DOCUMENT PASSAGE:
○ ○ ○ ○ ○
Michael Janofsky | June 4, 2014



LAUSD School Board Candidate George McKenna wins big, but still heads to election run-off in August

George McKenna on election night

And now there are two.

LAUSD school board candidates George McKenna and Alex Johnson outpolled five others in yesterday’s election, but neither reached a majority, moving them into an August runoff to fill LA Unified’s vacant District 1 seat.

McKenna, 73, a career school administrator and early favorite to replace the late Marguerite LaMotte, was the clear winner in a low-turnout election, winning 15,442 votes, or 44.28 percent. Johnson, 33, an education aide to LA Country Supervisor Mark Ridley-Thomas, was second, with 8,605 votes, 24.67 percent.

Sherlett Hendy-Newbill, a teacher and one of three candidates endorsed by the LA teachers union, UTLA, was a distant third, with 3,293 votes, just 9.44 percent.

McKenna had been the clear choice for a temporary appointment to the board when board members were debating whether to fill the seat through an appointment or an election. Early on, he said he only wanted the seat by appointment, but when that option faded, he jumped into the race.

100 Percent Reporting on LAUSD School Board Election 2014

His near 2-to-1 margin over Johnson, now gives him a clear edge as they now begin a two-month campaign to a runoff scheduled for Aug. 12.

“Our most heartfelt thanks and appreciation to everyone who knocked on doors, called neighbors, and engaged friends on social media. Let’s keep it going in the weeks to come!” was the message on McKenna’s Facebook page.
○ ○ ○ ○ ○
CHALLENGE 1: Copy the election article word for word from "LAUSD School Board Candidate George" to "there are two.".

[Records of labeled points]
○ ○ ○ ○ ○
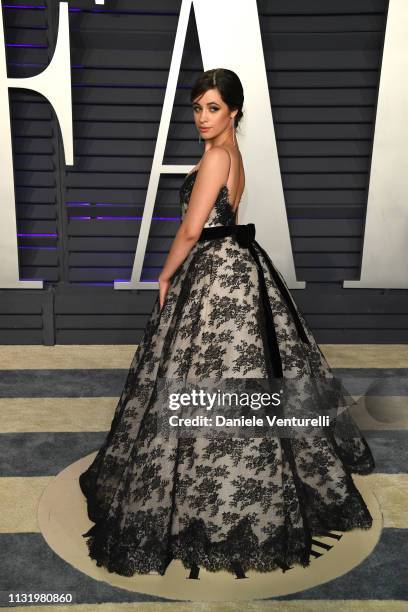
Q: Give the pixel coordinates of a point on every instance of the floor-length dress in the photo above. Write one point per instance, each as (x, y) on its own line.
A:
(218, 501)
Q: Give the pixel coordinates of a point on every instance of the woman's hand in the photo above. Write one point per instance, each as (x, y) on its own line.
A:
(164, 284)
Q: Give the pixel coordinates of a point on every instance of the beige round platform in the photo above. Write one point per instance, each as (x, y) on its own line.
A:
(62, 519)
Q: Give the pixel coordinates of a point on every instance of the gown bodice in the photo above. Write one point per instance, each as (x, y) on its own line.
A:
(221, 213)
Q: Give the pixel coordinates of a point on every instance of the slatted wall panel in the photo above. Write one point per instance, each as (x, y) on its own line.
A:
(24, 315)
(323, 61)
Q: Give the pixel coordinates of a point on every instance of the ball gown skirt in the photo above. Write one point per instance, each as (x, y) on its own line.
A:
(223, 502)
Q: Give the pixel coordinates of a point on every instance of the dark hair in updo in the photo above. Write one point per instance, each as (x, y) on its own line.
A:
(228, 84)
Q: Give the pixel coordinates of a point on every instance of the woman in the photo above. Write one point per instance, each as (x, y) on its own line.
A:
(223, 312)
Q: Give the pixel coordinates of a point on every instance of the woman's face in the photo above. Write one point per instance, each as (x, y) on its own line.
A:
(211, 115)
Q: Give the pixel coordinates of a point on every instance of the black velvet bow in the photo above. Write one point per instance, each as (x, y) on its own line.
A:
(245, 234)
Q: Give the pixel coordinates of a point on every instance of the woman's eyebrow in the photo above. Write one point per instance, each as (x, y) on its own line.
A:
(198, 104)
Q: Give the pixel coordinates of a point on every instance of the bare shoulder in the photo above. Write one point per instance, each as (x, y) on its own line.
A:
(216, 158)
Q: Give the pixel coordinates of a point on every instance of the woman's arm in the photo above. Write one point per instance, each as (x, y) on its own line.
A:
(211, 176)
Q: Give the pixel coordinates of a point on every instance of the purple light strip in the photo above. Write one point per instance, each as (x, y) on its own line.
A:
(25, 64)
(24, 6)
(39, 248)
(27, 46)
(125, 218)
(54, 235)
(110, 283)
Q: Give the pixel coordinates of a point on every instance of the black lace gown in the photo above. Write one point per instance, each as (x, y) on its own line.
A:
(218, 501)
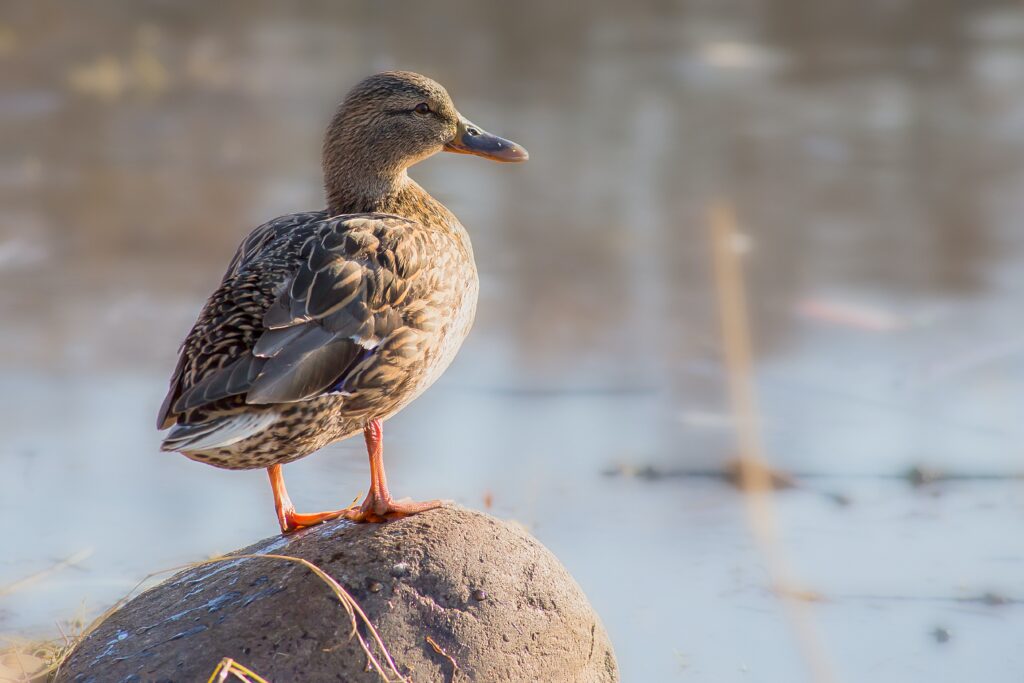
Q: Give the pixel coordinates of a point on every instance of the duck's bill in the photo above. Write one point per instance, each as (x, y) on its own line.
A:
(471, 139)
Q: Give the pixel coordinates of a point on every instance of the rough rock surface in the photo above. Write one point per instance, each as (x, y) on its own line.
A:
(497, 602)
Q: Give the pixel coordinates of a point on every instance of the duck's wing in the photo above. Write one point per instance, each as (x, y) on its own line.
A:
(344, 300)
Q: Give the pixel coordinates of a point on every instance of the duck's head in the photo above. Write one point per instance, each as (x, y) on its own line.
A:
(395, 119)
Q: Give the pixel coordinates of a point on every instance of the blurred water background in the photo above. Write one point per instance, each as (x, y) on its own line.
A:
(873, 153)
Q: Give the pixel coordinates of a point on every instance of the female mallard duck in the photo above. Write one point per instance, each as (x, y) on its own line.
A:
(328, 323)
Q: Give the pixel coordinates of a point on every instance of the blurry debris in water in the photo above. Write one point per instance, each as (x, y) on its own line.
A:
(70, 561)
(769, 477)
(802, 594)
(729, 473)
(920, 475)
(109, 77)
(993, 599)
(848, 314)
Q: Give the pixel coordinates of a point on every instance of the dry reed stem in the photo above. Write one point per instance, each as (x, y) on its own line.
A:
(755, 475)
(228, 667)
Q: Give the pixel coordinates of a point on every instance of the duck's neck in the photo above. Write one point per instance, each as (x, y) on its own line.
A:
(395, 194)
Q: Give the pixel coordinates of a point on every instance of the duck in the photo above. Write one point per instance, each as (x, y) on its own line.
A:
(328, 323)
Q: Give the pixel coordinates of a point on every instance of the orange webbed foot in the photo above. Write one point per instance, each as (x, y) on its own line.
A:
(380, 509)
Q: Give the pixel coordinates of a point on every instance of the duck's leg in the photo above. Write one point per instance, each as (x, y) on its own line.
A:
(378, 505)
(289, 519)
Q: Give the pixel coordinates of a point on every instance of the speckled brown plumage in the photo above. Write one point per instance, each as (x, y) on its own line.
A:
(328, 323)
(328, 319)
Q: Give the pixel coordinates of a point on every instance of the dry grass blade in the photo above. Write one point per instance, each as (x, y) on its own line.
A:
(39, 575)
(754, 472)
(228, 667)
(353, 609)
(440, 650)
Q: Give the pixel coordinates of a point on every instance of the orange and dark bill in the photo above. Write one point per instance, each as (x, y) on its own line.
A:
(471, 139)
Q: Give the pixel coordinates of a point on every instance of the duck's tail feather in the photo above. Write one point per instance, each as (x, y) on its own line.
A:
(218, 432)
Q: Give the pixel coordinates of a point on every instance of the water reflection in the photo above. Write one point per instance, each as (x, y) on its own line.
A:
(873, 158)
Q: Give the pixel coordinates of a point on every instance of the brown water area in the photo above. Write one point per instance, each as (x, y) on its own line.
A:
(872, 153)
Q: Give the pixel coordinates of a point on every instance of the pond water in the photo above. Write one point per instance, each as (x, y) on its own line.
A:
(875, 158)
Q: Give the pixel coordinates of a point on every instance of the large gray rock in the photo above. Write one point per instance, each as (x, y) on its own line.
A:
(494, 600)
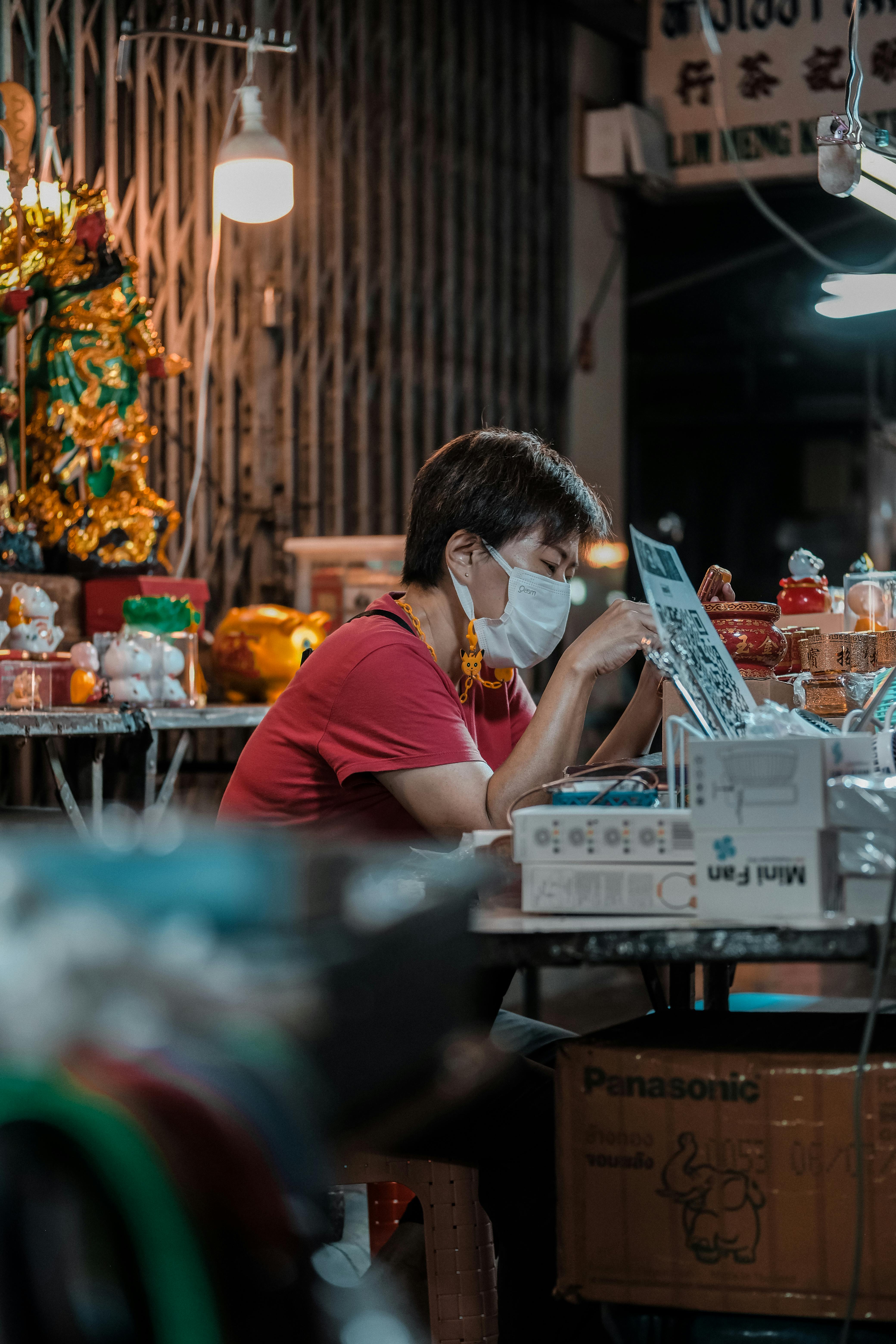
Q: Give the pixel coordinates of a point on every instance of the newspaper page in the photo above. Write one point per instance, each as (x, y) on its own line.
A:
(703, 660)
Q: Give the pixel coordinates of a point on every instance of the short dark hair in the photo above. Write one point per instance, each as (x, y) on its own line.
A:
(498, 483)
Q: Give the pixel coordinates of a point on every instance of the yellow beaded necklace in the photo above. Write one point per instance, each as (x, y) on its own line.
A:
(406, 607)
(471, 660)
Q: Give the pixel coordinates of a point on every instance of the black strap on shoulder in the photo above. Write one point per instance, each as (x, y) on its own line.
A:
(390, 616)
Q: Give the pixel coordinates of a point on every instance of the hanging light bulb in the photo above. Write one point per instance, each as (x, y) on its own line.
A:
(253, 177)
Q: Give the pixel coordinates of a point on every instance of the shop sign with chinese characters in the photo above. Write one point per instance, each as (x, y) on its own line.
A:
(785, 64)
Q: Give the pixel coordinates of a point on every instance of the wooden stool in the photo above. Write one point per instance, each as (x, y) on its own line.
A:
(460, 1251)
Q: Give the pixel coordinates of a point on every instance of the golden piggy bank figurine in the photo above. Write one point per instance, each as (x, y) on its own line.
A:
(258, 650)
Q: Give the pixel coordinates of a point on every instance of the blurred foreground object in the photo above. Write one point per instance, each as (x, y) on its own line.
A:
(258, 650)
(187, 1019)
(85, 487)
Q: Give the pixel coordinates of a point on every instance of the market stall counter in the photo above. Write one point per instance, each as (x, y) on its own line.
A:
(103, 721)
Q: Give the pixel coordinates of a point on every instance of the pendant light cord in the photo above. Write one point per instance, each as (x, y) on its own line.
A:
(731, 150)
(212, 310)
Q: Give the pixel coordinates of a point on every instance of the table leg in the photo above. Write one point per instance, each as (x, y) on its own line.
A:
(168, 784)
(715, 986)
(532, 992)
(64, 792)
(96, 781)
(152, 765)
(653, 984)
(682, 984)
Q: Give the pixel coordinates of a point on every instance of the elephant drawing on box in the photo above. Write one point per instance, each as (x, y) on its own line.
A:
(721, 1214)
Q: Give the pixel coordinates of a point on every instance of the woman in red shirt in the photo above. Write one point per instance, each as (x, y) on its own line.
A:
(416, 720)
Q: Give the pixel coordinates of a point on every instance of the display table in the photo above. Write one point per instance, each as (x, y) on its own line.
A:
(510, 939)
(101, 721)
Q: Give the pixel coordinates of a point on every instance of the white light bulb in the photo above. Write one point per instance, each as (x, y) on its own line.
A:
(254, 191)
(253, 178)
(858, 295)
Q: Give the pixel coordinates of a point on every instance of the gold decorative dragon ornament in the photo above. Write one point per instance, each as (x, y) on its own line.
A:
(87, 437)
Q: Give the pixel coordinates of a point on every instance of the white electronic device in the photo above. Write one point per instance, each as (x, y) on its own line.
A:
(549, 834)
(610, 889)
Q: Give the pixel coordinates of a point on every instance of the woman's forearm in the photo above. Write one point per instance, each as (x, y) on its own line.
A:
(635, 732)
(549, 744)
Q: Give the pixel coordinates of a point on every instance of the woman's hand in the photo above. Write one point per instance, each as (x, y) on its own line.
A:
(612, 639)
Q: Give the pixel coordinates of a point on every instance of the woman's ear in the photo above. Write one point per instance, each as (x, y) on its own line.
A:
(461, 554)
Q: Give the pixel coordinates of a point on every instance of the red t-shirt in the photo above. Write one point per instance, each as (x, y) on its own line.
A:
(370, 698)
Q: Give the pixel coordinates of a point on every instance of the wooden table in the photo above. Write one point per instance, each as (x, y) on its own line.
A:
(511, 939)
(103, 721)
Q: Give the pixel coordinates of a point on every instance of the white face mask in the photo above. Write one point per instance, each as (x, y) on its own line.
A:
(532, 623)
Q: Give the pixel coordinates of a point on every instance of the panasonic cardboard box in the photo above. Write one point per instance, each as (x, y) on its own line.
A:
(710, 1164)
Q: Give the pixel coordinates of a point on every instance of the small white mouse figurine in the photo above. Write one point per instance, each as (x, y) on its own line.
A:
(804, 565)
(173, 691)
(127, 664)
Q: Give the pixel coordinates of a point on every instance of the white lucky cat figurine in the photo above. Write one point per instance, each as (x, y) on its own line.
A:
(127, 664)
(31, 616)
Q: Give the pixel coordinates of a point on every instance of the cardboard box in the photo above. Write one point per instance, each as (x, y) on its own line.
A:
(608, 889)
(772, 783)
(765, 874)
(707, 1162)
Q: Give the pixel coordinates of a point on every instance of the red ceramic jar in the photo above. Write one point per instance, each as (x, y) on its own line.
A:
(798, 596)
(749, 632)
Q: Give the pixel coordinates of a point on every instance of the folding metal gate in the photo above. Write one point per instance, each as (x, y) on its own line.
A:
(418, 288)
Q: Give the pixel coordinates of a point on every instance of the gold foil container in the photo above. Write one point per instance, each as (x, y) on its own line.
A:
(816, 655)
(886, 642)
(825, 695)
(863, 651)
(843, 647)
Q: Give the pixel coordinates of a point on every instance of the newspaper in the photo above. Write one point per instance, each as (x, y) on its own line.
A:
(688, 635)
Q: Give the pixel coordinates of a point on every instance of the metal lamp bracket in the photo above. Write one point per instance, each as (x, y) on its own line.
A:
(221, 36)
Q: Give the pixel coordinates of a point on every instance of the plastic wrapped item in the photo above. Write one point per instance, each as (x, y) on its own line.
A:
(42, 683)
(862, 803)
(867, 854)
(859, 686)
(868, 600)
(777, 721)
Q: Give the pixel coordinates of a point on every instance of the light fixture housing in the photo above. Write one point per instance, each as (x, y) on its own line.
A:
(860, 170)
(253, 179)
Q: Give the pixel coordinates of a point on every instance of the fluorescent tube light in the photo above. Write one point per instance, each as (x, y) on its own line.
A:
(852, 296)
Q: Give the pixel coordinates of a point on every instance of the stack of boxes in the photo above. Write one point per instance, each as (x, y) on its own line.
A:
(766, 842)
(772, 834)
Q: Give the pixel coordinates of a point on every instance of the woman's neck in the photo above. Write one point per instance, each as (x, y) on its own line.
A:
(444, 623)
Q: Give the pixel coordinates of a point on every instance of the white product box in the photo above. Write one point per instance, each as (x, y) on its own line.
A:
(577, 835)
(766, 874)
(772, 783)
(608, 889)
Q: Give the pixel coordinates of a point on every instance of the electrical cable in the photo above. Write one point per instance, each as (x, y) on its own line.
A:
(862, 1065)
(765, 210)
(202, 406)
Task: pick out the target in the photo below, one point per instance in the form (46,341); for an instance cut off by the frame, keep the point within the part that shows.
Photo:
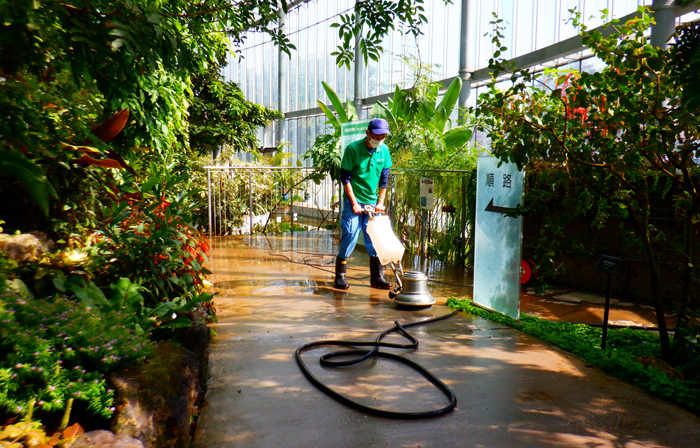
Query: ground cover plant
(626,348)
(55,350)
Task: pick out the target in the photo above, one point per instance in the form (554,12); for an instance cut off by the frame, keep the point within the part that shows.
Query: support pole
(359,66)
(665,18)
(250,197)
(606,313)
(463,227)
(466,44)
(282,79)
(211,234)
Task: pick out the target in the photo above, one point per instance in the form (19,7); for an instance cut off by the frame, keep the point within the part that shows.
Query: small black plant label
(608,265)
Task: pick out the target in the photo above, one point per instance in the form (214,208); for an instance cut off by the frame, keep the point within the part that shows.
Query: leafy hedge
(626,346)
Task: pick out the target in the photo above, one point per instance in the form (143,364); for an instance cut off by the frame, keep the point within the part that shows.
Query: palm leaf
(332,119)
(457,137)
(337,104)
(451,96)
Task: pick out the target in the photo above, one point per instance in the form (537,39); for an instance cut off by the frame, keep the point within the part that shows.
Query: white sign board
(497,250)
(426,193)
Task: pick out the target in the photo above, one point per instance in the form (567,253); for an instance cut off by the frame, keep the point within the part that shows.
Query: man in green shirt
(363,170)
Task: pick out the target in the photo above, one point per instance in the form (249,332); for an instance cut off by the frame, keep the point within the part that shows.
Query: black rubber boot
(341,267)
(376,271)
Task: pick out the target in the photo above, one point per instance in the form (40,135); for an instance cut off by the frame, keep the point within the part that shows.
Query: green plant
(626,346)
(151,242)
(604,138)
(55,349)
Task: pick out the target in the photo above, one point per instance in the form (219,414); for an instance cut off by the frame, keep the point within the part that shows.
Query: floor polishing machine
(411,287)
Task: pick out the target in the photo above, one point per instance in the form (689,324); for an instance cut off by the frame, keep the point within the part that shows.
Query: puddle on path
(303,264)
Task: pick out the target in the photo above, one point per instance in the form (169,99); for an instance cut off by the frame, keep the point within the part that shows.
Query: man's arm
(351,195)
(380,200)
(383,182)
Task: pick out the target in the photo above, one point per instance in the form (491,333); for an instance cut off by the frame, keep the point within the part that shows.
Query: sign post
(607,265)
(497,251)
(426,205)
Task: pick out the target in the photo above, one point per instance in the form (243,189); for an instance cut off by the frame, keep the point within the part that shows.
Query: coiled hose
(362,355)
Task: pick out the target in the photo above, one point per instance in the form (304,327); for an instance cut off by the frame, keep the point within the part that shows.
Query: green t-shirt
(365,168)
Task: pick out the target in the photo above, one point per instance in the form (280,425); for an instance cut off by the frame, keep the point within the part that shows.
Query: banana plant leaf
(332,119)
(457,137)
(337,104)
(451,96)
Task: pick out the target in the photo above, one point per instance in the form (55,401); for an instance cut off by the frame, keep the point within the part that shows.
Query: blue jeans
(350,229)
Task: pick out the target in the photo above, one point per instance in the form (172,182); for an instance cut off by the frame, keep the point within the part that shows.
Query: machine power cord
(362,355)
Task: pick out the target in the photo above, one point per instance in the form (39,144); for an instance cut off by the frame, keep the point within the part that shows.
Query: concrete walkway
(512,390)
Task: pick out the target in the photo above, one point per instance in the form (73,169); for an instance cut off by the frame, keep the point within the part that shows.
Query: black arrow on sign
(496,208)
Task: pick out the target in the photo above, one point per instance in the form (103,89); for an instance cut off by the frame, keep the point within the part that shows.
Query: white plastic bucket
(388,246)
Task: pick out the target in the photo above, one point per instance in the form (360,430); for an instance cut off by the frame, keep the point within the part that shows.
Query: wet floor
(512,390)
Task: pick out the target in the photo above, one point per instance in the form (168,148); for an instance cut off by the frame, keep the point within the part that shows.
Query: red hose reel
(528,271)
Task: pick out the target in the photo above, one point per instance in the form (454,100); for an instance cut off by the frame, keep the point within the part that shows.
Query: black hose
(362,355)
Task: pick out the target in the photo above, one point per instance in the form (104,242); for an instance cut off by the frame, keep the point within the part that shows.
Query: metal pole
(665,18)
(209,201)
(359,75)
(422,231)
(465,55)
(607,312)
(282,79)
(462,235)
(250,196)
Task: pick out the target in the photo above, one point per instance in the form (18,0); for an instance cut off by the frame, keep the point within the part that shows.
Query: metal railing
(249,199)
(245,199)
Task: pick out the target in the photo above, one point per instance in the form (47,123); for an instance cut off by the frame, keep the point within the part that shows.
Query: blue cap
(378,126)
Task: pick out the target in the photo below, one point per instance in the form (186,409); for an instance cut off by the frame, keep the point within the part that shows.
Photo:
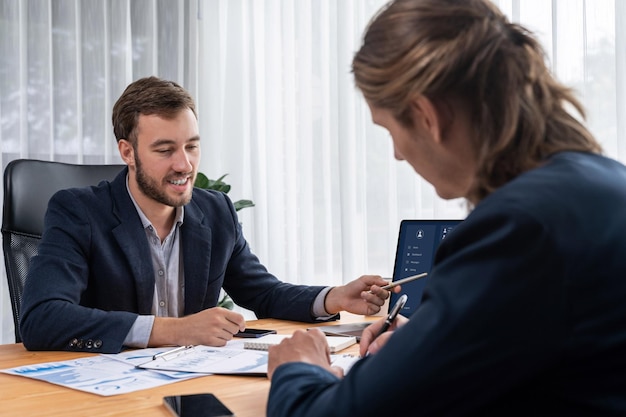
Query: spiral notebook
(336,343)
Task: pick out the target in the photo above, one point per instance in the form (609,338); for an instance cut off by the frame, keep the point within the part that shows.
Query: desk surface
(246,396)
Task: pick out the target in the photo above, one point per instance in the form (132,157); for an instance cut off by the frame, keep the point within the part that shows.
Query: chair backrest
(28,185)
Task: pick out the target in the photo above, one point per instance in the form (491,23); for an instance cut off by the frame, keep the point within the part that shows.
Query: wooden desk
(245,396)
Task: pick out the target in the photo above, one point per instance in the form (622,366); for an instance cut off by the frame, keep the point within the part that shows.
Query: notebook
(418,241)
(336,343)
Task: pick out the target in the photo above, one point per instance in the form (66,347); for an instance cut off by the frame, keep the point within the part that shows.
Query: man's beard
(152,189)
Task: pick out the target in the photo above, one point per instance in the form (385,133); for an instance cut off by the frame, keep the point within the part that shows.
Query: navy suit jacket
(524,313)
(93,273)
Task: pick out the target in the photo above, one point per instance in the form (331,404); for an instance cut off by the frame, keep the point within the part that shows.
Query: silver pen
(403,281)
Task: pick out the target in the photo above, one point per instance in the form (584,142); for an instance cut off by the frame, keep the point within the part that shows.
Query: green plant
(202,181)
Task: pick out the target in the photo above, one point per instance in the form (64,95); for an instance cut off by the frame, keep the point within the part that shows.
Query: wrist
(332,299)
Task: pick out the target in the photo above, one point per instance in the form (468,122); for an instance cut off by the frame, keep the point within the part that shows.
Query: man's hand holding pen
(377,334)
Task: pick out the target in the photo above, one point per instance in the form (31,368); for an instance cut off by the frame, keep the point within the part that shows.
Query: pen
○ ○ ○ ○ ○
CHALLENGE 2: Repeat the listing's lines word for word, from the line with "the form (31,368);" to the end of the listing.

COMPLETE ANSWER 1:
LAUSD School Board Candidate George McKenna wins big, but still heads to election run-off in August

George McKenna on election night

And now there are two.

COMPLETE ANSWER 2:
Task: pick out the target in the photo above, one point per instance in the form (31,368); for an instance cut off by the frame, keep the point within the part that shows.
Query: pen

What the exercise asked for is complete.